#### PASSAGE TO READ:
- Born: September 15, 1895 Cedar City, Iowa, U.S.
- Died: July 12, 1990 (aged 94) Los Angeles, California, U.S.

= Paul Reps =

American poet

Paul Reps (September 15, 1895 – July 12, 1990) was an American artist, poet, and author. He is best known for his unorthodox haiku-inspired poetry that was published from 1939 onwards. He is considered one of America's first haiku poets.

In association with his writing, Reps was also a well-received artist. Many of his books have artwork influenced by Zen Buddhism displayed in association with his writings.

==Life==

Reps had widely traveled and spent a large amount of his time in Asia. In Japan, his art was widely accepted and he often went there in association with the displays of his artwork in galleries and to reaffirm his Buddhist understanding.

#### TASK REQUIREMENTS:
- 1) Pick out and copy each line of the records that contains the word "hair".
- 2) Extend the Paul Reps biography, beginning right after its last sentence.
The Paul Reps biography and the records are unrelated pieces of material.

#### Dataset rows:
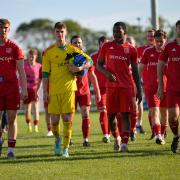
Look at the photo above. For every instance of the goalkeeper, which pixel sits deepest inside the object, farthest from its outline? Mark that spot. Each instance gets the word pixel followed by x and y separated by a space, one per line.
pixel 62 86
pixel 83 97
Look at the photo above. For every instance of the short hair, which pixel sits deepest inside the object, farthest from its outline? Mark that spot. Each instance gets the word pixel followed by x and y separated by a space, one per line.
pixel 122 24
pixel 33 51
pixel 160 33
pixel 101 39
pixel 177 23
pixel 74 37
pixel 60 25
pixel 151 30
pixel 5 21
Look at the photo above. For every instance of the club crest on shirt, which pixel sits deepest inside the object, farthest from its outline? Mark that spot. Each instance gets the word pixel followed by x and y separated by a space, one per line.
pixel 126 50
pixel 8 50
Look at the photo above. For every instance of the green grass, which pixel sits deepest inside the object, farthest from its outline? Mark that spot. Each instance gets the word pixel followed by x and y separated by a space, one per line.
pixel 35 159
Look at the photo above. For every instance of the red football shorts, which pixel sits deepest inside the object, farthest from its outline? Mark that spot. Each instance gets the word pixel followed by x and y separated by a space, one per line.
pixel 134 89
pixel 32 96
pixel 173 99
pixel 102 103
pixel 119 100
pixel 154 101
pixel 83 100
pixel 11 100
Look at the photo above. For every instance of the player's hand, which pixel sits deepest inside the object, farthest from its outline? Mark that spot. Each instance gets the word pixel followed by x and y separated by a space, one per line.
pixel 72 68
pixel 139 96
pixel 24 94
pixel 160 92
pixel 111 77
pixel 98 97
pixel 45 97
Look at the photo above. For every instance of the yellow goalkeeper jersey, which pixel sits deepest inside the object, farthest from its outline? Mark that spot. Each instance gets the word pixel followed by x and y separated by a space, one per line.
pixel 55 63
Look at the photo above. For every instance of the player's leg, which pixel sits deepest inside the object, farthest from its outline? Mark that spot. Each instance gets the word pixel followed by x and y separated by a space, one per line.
pixel 139 125
pixel 84 103
pixel 35 105
pixel 113 124
pixel 125 131
pixel 1 139
pixel 85 124
pixel 173 103
pixel 156 125
pixel 54 111
pixel 27 108
pixel 48 122
pixel 4 122
pixel 164 121
pixel 67 105
pixel 174 125
pixel 133 117
pixel 112 109
pixel 103 118
pixel 56 132
pixel 12 132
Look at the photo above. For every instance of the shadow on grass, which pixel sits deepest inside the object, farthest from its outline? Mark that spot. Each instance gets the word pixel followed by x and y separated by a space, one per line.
pixel 87 156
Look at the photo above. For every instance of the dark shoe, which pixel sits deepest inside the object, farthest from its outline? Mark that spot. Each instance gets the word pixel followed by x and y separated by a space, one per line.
pixel 117 145
pixel 106 139
pixel 165 135
pixel 86 144
pixel 152 136
pixel 1 143
pixel 140 129
pixel 174 145
pixel 160 141
pixel 11 156
pixel 132 136
pixel 70 143
pixel 124 148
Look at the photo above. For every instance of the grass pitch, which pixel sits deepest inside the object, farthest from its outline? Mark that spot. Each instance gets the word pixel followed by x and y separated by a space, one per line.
pixel 36 160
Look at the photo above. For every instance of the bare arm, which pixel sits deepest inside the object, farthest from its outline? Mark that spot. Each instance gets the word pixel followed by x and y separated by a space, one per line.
pixel 45 89
pixel 72 68
pixel 93 80
pixel 137 81
pixel 100 66
pixel 160 70
pixel 140 69
pixel 23 80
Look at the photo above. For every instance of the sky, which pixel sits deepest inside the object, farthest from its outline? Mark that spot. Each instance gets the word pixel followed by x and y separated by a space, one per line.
pixel 95 14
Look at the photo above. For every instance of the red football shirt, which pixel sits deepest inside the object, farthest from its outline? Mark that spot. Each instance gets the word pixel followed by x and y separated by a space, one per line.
pixel 83 83
pixel 140 51
pixel 118 59
pixel 150 58
pixel 100 76
pixel 171 55
pixel 9 53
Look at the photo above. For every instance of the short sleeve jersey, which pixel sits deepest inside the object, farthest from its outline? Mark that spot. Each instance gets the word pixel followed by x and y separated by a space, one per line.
pixel 9 54
pixel 83 84
pixel 32 74
pixel 171 56
pixel 140 51
pixel 55 63
pixel 118 59
pixel 150 59
pixel 100 77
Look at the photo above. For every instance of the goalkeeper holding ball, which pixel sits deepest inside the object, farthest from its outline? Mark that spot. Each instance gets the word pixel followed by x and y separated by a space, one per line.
pixel 83 97
pixel 57 69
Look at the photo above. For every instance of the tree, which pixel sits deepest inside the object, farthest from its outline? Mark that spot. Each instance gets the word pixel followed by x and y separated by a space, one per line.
pixel 37 33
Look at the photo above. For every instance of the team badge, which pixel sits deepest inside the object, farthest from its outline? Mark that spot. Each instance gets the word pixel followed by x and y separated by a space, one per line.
pixel 8 50
pixel 126 50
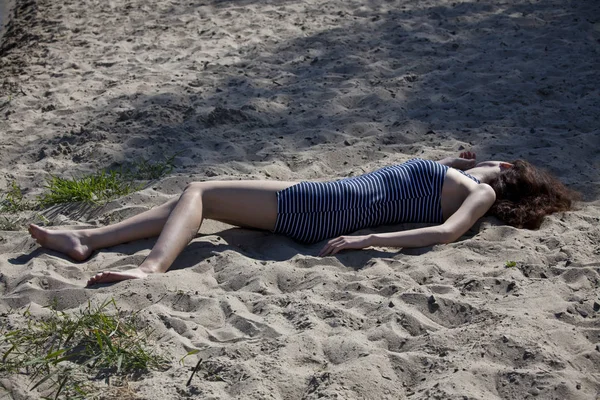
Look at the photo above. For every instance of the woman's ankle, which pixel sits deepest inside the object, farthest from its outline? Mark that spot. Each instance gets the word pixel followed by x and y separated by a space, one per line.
pixel 151 267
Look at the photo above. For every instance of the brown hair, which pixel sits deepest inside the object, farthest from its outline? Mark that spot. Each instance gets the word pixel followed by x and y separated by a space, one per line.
pixel 525 195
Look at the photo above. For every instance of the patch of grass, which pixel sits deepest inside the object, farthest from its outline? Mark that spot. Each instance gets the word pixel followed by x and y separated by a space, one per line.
pixel 61 353
pixel 144 169
pixel 9 224
pixel 104 186
pixel 13 200
pixel 98 188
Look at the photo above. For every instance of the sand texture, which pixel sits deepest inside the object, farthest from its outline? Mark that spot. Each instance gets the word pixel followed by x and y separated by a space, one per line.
pixel 309 89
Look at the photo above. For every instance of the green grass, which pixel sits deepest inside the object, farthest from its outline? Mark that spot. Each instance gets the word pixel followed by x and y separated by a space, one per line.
pixel 104 186
pixel 61 353
pixel 98 188
pixel 9 223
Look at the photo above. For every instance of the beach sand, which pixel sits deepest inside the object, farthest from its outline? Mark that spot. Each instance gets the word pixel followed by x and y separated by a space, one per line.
pixel 295 90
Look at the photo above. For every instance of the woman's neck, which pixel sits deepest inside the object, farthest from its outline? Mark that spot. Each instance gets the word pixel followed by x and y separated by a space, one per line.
pixel 484 174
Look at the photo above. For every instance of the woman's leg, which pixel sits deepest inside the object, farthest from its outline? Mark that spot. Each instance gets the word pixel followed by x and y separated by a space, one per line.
pixel 79 244
pixel 243 203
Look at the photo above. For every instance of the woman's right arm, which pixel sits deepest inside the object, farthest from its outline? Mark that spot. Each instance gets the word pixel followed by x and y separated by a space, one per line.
pixel 477 203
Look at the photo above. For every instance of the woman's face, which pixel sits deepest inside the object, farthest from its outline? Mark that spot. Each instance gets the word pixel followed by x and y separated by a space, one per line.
pixel 494 164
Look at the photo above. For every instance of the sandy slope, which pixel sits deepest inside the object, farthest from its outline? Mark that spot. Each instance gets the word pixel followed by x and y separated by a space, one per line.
pixel 309 90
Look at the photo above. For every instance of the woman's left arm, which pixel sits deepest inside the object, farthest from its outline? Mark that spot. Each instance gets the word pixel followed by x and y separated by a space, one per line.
pixel 477 203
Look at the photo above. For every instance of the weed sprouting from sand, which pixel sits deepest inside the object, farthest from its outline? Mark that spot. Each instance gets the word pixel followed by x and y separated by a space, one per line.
pixel 13 200
pixel 103 186
pixel 9 224
pixel 60 353
pixel 96 189
pixel 144 169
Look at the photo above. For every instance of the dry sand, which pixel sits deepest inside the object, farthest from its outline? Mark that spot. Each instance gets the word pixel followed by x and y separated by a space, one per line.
pixel 309 90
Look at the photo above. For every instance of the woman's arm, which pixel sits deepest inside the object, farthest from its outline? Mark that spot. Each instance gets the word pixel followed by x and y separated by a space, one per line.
pixel 466 160
pixel 474 207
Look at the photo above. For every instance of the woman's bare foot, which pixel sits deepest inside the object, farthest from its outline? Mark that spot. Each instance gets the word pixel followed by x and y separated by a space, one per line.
pixel 113 276
pixel 69 242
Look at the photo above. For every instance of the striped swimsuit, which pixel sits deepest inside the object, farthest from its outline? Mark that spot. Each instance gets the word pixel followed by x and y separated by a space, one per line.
pixel 410 192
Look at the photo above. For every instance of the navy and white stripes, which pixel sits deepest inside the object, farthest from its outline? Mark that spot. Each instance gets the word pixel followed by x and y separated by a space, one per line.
pixel 312 211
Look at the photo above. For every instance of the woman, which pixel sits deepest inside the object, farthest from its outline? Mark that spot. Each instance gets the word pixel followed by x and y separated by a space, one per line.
pixel 416 191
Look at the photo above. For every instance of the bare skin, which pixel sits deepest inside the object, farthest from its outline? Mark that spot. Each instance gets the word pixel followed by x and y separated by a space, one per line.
pixel 254 204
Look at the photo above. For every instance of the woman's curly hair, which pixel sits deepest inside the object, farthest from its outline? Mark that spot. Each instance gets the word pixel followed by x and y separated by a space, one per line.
pixel 526 194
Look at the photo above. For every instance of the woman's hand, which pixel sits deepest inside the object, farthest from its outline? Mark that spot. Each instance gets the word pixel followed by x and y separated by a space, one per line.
pixel 345 242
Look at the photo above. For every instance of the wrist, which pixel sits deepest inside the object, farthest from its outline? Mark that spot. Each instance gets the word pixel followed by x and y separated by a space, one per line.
pixel 369 240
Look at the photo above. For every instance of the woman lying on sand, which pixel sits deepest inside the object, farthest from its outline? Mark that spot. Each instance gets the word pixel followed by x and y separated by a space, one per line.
pixel 453 193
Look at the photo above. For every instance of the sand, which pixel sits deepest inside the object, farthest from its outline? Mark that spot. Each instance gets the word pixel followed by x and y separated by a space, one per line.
pixel 298 90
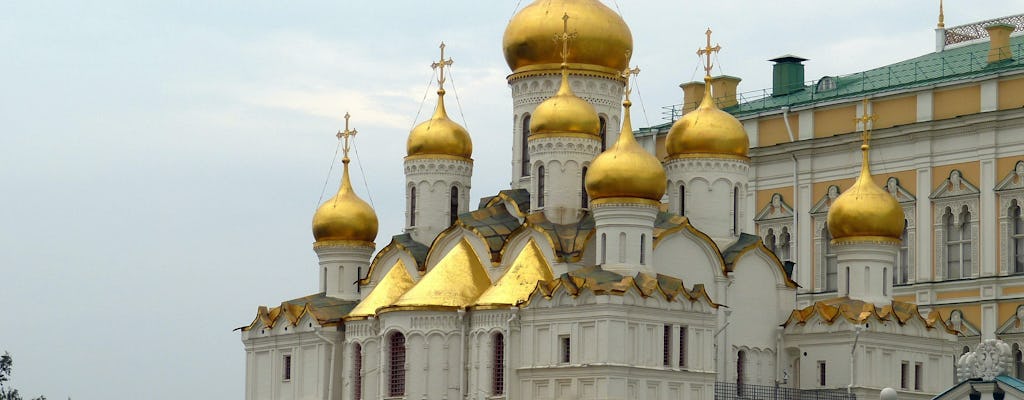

#### RESULTS OF THE TASKS:
- 1)
Look at the photo above. For every instance of the short hair, which pixel sits deepest inside the object, farthest from its outline? Mark that spot. Each instance gets the word pixel followed by x and y separated by a space, one per line.
Look at the photo above. For every instance of the brown hair, which pixel sits deepest inside the object, farthest from its outline? Mark that spot. Each instance gets the word pixel followed by x and y separated by a space, one per line.
Look at the photo above. For every instance of the woman's curly hair, which pixel sits deepest inside the object, farthest from its outline? Mark that spot. Each instance gets the word pixel followed by x and y separated by a space, one per line.

- 2)
Reps was well-regarded in Japan. When his 2-month visa expired, he applied for a 1-year commercial visa at the consulate in Japan. They said it would take a month, "no exceptions." He returned 3 days later with the needed papers and agreed to wait the month. But he also included a poem:

Drinking a bowl of
green tea
I stop the war.

The visa officer told him to return the next day. He did and was granted a one-year visa with an extension good for 4 years. As Reps commented, "This is what a poem can do for you."

In the later years of his life, Reps made his home on the island of Maui in Hawaii. In the two years before his death, he lived at the Haven Institute (Gabriola Island, Canada) with his friends Jock McKeen and Bennet Wong (McKeen & Wong 1991).

==Works==
- Zen Flesh, Zen Bones. A Collection of Zen and Pre-Zen Writings (ISBN 0-8048-0644-6). This book includes Zen texts, but also the Vijnana Bhairava Tantra
- Unknot The World In You. His second book, which published through Sequoia University Press
- Zen Telegrams (ISBN 0-8048-2023-6)
- Letters to a friend: Writings & Drawings, 1939 to 1980 (ISBN 0-938286-01-3)
- Gold Fish Signatures (ISBN 0-8048-0210-6)
- Square Sun, Square Moon (ISBN 0-8048-0544-X)
- Sit In: What it is Like
- Let Good Fortune Jump on You (ISBN 0-9620812-7-2)
- Big Bath: Poems
- Unwrinkling Plays (ISBN 0-8048-0607-1)
- Ten Ways to Meditate (ISBN 0-8348-0163-9)
- Be! New Uses for the Human Instrument (ISBN 0-8348-0058-6)
- Juicing: Words and Brushwork (ISBN 0-385-13250-6)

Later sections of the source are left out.